## EXERCISE DESCRIPTION
Print the rows below without any change, from the line with "For the benchmark, spot each instance of the group" through the last row, including both of those lines.

## RECORDS SHOWN
++++++++

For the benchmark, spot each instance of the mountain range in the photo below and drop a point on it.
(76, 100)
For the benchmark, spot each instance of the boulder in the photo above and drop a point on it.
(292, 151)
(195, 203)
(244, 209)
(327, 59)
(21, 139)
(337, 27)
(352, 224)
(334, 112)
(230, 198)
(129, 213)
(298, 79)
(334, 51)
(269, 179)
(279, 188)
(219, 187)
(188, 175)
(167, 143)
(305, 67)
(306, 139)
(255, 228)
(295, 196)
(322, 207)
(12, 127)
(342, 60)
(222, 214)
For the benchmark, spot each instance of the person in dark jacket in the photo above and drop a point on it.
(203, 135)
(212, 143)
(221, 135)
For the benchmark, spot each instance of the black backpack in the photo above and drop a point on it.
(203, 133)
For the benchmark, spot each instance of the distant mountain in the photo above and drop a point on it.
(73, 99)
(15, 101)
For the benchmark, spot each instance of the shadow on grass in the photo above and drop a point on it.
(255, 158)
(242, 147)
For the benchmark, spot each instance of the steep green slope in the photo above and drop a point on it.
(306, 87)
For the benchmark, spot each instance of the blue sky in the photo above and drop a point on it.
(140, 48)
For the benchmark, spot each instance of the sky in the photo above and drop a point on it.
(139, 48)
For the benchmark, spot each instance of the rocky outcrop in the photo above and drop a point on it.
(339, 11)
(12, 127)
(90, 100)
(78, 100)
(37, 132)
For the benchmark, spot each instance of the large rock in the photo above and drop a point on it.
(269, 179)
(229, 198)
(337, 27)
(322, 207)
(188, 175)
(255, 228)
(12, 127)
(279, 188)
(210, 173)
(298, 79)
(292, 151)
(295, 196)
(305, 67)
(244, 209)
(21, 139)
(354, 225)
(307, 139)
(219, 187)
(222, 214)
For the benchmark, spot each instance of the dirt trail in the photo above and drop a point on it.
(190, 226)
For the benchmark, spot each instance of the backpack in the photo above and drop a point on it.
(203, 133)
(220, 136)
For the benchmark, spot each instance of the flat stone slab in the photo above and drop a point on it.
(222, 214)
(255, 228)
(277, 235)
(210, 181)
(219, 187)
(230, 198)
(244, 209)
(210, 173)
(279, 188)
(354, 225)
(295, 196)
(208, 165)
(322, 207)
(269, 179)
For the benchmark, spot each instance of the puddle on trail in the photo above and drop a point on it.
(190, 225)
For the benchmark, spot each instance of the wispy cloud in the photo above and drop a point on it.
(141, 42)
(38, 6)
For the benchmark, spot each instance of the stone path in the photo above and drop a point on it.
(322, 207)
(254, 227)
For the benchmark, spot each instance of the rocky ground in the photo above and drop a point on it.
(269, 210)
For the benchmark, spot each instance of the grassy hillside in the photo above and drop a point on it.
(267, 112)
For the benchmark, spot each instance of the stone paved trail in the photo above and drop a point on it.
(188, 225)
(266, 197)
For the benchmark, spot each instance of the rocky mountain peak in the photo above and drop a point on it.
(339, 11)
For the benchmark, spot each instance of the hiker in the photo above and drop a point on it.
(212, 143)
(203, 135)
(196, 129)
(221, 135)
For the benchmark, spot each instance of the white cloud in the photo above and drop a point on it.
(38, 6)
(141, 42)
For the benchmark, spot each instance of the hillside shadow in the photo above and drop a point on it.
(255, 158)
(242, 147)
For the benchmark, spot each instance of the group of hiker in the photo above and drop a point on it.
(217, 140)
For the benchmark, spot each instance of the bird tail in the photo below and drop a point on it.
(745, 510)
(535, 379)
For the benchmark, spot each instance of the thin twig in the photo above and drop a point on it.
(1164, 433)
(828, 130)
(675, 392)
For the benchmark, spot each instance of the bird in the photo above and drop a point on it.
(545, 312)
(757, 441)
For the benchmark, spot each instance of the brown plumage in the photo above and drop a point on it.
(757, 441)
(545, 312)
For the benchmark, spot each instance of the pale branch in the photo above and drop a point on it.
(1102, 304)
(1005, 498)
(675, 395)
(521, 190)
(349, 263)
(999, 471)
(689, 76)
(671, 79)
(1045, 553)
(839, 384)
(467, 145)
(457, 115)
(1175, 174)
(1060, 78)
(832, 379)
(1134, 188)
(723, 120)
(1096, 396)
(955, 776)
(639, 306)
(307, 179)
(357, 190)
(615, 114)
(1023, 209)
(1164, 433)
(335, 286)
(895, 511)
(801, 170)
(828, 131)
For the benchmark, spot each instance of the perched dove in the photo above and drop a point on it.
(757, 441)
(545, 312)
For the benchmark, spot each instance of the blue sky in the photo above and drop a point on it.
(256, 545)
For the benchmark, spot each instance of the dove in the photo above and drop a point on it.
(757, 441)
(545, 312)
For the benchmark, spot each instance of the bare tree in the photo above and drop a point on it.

++++++++

## EXERCISE RESPONSE
For the benchmark, spot each instance of the group of hiker in the photo above and drop a point on it.
(217, 140)
For the benchmark, spot each instance of the bird tail in the photo below and drop a point on it.
(745, 510)
(535, 379)
For the benchmark, spot each instance of the thin twig in the photo above and drop a point on it.
(1164, 433)
(828, 130)
(675, 392)
For the benchmark, spot each instance of the bird in the photo above and drop a point on it.
(545, 312)
(757, 441)
For the benchmark, spot each instance of the brown plumage in the photo above and drop a point on it.
(757, 441)
(545, 312)
For the benchmark, spot each instance of the pale branch in the photo above and drop a point on it.
(1102, 304)
(1005, 498)
(675, 395)
(521, 190)
(349, 263)
(999, 471)
(689, 76)
(671, 79)
(1045, 553)
(839, 384)
(467, 145)
(457, 115)
(1175, 174)
(1060, 78)
(832, 379)
(1134, 188)
(723, 120)
(1096, 396)
(955, 776)
(639, 306)
(307, 179)
(357, 190)
(615, 114)
(1023, 209)
(1164, 433)
(335, 286)
(895, 511)
(801, 170)
(828, 131)
For the benchmark, spot each instance of the perched dove in the photo above and drop a point on it.
(757, 441)
(545, 312)
For the benchmark, spot each instance of the blue sky in the photo above and drop a point on it.
(256, 545)
For the benchmark, spot each instance of the dove in the photo above and drop a point on it.
(757, 441)
(545, 312)
For the benchmark, spot each instance of the bare tree in the photo above and drop a point on it.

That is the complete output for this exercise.